<<<<

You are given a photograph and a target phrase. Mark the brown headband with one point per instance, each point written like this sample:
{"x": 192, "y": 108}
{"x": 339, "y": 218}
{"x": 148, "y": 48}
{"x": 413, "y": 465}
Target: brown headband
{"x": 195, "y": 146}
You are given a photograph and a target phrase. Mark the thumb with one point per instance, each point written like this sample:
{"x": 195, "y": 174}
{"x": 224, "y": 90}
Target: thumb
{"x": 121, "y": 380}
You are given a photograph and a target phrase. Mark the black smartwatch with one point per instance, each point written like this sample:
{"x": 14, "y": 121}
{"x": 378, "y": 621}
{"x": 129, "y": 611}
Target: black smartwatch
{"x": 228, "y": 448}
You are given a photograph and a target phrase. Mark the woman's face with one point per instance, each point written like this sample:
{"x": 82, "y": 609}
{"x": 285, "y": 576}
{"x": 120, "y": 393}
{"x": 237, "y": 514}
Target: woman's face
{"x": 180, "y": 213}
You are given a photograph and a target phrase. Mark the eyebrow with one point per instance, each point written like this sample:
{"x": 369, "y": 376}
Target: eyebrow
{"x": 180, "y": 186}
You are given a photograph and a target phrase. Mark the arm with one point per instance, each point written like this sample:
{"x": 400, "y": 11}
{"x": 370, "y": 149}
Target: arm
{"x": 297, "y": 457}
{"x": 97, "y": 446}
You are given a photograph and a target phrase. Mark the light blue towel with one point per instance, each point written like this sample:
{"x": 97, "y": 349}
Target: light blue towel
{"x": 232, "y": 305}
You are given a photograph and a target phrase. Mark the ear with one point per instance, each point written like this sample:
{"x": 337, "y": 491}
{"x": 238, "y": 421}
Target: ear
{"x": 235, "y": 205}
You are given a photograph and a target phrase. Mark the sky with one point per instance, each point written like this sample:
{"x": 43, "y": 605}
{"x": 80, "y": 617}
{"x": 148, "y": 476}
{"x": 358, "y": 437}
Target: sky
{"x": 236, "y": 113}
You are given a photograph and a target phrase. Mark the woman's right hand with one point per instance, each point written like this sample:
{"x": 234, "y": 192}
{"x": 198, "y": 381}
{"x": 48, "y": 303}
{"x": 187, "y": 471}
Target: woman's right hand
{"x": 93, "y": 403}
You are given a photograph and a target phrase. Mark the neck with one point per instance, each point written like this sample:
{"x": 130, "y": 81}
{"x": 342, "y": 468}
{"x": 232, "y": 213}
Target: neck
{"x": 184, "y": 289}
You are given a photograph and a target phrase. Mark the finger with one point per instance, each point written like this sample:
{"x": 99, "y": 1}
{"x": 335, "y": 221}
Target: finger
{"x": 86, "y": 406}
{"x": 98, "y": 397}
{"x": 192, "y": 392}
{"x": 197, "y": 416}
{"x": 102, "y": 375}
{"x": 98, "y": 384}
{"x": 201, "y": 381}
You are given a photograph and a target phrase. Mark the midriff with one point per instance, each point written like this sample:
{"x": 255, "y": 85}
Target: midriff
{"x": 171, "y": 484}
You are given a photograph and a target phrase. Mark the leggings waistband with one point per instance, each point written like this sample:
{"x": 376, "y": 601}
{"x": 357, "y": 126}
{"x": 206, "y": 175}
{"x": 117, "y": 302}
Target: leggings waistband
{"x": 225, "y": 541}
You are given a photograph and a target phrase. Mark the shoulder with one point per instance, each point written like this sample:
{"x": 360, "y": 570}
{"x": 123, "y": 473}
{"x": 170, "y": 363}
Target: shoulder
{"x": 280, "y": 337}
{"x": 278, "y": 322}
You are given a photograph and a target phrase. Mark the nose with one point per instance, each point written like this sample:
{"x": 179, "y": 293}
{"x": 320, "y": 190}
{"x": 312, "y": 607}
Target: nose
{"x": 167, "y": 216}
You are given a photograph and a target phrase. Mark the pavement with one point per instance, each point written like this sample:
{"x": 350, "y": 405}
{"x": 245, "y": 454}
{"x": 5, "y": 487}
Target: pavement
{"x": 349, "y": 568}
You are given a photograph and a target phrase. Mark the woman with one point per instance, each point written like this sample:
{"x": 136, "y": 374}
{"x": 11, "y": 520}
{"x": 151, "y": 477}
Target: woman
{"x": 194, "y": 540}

>>>>

=== 任务说明 ===
请重写以下各行：从包含“Mark the shoulder”的那一行开始，到记录末尾结束，首尾两行都包括在内，其余文字一律照录。只把答案中各点的 x、y 坐标按 1.7 倍缩放，结果四舍五入为整数（0.5 进位），其余数字保持不变。

=== 本题解答 ===
You are given a photograph and a target phrase. Mark the shoulder with one point per instance, each point written like this sample:
{"x": 360, "y": 570}
{"x": 123, "y": 473}
{"x": 170, "y": 363}
Target: shoulder
{"x": 476, "y": 573}
{"x": 473, "y": 547}
You are given a photograph and a target phrase. Mark the nose with one point per instance, each point written like this sample:
{"x": 179, "y": 293}
{"x": 320, "y": 190}
{"x": 312, "y": 607}
Target: nose
{"x": 284, "y": 367}
You are given a photograph and a target phrase. Mark the pavement with one point per instance, each point written like this sample:
{"x": 350, "y": 405}
{"x": 245, "y": 454}
{"x": 5, "y": 487}
Target: pavement
{"x": 593, "y": 966}
You are given a photograph and a target phrase. Mark the woman with one point per instance, each point written like this sample:
{"x": 136, "y": 374}
{"x": 11, "y": 520}
{"x": 151, "y": 477}
Target: woman
{"x": 330, "y": 918}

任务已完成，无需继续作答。